-- What is needed --
Please list each line in the data below that contains the word "helmet", copying every such line in full.

--- Start of Provided records ---

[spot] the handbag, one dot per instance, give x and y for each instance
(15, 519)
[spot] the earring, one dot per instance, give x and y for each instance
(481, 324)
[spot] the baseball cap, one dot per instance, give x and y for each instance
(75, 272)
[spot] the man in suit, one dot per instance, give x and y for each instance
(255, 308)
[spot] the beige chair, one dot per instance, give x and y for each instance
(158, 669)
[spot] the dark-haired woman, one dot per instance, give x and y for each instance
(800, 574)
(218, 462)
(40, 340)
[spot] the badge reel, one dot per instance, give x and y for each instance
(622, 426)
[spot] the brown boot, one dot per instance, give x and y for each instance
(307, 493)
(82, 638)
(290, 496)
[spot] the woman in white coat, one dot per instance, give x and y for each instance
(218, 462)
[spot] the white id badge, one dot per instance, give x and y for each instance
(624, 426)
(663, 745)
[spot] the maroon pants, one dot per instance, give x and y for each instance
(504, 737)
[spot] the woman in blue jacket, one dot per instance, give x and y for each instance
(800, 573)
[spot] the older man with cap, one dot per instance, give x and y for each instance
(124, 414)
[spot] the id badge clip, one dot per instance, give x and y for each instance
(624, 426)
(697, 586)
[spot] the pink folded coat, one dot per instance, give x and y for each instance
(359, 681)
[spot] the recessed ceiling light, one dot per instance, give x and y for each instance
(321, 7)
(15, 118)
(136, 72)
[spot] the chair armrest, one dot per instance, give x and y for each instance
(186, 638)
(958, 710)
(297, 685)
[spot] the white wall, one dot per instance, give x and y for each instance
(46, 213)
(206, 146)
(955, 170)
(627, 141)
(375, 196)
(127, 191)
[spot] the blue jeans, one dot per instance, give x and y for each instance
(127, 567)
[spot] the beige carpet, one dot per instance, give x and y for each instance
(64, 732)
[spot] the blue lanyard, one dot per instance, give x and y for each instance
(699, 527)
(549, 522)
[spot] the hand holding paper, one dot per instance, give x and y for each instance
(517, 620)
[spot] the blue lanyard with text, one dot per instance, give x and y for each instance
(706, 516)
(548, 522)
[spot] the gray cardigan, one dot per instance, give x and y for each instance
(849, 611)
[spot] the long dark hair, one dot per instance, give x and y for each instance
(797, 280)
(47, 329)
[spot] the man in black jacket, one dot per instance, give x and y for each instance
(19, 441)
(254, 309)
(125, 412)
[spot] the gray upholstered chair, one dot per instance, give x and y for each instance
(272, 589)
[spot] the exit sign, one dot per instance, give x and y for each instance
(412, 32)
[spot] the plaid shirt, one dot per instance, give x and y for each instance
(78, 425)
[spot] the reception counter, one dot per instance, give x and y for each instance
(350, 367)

--- End of Provided records ---
--- Start of Provided records ---

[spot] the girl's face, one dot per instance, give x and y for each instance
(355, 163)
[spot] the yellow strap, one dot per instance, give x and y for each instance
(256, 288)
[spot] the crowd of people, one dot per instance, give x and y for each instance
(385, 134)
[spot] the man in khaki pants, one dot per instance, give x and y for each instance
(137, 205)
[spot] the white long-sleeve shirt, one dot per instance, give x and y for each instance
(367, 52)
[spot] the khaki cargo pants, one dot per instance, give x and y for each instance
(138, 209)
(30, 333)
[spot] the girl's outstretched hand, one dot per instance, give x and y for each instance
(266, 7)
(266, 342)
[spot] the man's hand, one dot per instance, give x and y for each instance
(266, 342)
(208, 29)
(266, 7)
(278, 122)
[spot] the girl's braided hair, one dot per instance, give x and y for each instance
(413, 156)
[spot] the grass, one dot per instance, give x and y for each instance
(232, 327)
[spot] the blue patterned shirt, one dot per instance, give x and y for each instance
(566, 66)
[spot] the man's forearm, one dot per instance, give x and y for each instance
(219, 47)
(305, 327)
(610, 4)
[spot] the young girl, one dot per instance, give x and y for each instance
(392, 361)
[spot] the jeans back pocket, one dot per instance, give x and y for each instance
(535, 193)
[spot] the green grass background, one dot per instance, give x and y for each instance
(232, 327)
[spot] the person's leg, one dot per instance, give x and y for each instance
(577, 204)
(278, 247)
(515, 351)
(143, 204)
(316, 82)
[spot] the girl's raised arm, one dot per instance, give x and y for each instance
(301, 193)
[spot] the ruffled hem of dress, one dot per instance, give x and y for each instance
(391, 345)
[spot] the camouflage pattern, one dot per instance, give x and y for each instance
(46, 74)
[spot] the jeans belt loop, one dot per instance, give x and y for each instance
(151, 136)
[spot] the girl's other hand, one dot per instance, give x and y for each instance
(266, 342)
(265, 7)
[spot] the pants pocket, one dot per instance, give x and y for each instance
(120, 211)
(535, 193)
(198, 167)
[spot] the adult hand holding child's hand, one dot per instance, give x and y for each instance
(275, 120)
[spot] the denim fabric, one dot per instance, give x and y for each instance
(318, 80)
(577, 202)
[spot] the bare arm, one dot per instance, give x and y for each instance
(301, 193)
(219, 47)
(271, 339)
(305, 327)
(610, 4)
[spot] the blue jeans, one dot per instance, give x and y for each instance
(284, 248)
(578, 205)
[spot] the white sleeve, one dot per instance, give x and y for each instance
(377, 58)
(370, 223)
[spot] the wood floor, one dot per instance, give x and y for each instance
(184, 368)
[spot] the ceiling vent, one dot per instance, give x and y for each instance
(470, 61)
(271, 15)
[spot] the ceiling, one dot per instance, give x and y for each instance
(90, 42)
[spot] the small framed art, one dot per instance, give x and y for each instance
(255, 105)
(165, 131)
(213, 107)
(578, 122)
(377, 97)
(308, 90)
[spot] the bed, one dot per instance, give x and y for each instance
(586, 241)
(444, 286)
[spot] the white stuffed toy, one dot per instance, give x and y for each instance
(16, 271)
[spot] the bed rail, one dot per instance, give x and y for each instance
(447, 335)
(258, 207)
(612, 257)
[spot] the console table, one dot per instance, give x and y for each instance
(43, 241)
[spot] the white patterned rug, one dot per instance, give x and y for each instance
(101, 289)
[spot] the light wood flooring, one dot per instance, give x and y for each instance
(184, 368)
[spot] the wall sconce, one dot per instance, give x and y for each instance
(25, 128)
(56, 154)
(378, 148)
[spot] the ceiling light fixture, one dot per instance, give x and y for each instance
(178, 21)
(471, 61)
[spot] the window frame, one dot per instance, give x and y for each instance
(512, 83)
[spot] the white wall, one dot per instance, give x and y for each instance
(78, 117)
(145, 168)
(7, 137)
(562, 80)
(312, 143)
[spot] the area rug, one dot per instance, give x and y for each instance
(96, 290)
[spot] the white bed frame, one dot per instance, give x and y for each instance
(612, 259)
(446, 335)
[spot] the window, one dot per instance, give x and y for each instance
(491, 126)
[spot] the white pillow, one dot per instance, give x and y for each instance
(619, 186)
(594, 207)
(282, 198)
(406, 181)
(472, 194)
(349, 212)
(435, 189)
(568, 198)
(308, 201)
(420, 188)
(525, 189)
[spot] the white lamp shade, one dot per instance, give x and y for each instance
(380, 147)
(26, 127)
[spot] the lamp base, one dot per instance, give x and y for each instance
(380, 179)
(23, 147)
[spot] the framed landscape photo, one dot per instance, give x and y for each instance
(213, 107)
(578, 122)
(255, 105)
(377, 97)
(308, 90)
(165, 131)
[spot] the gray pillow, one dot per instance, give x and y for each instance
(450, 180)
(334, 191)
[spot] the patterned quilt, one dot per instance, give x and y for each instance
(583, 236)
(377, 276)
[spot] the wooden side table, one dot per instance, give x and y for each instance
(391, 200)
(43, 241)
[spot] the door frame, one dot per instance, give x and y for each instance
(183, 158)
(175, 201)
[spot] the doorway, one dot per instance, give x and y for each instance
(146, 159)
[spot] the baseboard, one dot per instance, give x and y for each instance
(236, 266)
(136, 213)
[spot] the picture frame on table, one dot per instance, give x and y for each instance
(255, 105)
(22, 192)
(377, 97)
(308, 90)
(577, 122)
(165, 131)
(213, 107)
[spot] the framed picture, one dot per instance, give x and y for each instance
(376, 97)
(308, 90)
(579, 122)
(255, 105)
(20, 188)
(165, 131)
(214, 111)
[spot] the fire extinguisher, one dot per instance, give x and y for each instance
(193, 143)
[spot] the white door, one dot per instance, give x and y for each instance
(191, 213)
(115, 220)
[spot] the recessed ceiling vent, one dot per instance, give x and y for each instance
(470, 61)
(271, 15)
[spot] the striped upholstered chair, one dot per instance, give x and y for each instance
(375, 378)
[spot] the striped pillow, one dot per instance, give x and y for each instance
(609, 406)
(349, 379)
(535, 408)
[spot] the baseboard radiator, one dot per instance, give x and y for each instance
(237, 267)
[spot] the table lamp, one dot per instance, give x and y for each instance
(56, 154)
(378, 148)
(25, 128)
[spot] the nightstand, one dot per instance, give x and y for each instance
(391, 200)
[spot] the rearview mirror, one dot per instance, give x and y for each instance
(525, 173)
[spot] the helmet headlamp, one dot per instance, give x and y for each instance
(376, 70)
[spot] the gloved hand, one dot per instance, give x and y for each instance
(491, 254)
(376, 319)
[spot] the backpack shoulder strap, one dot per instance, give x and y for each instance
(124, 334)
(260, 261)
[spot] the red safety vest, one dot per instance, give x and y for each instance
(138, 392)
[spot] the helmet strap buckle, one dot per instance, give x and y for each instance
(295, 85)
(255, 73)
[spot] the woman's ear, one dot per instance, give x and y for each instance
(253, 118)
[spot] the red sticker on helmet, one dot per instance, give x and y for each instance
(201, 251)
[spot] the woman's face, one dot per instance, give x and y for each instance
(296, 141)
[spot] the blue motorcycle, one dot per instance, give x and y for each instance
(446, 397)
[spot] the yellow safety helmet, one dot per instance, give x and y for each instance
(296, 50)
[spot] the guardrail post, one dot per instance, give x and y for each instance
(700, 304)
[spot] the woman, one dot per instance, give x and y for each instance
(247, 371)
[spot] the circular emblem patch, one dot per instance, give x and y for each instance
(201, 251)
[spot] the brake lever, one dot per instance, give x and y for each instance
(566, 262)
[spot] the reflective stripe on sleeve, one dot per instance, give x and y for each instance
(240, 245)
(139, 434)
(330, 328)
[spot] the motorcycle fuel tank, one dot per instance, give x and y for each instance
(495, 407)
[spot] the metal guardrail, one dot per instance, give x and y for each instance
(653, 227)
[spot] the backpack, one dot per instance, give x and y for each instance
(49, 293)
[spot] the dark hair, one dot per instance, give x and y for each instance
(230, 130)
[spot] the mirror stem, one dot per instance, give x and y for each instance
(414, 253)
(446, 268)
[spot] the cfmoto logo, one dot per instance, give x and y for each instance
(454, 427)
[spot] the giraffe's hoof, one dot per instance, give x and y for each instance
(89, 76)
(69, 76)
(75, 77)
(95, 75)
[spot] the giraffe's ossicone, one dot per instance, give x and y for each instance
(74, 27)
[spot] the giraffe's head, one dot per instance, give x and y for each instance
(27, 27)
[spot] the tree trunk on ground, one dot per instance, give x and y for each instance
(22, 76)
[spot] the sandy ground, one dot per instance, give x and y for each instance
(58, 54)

--- End of Provided records ---

-- Result --
[spot] the helmet headlamp, one dot per instance, give x and y for each instance
[spot] the helmet strap buckle, one dot per instance, give x and y for each instance
[spot] the red sticker on helmet, one dot per instance, give x and y for each instance
[spot] the yellow safety helmet, one dot per instance, give x and y for each instance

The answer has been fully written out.